• **Task brief**
Please update the listing below by replacing "storage box" with "crate" and leaving everything else unchanged.

** Begin **

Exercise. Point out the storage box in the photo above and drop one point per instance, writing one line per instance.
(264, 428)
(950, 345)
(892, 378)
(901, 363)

** End **

• **Output for this exercise**
Exercise. Point out the crate in the photo above and drop one point per instance, writing one line per instance.
(264, 428)
(950, 345)
(892, 378)
(901, 363)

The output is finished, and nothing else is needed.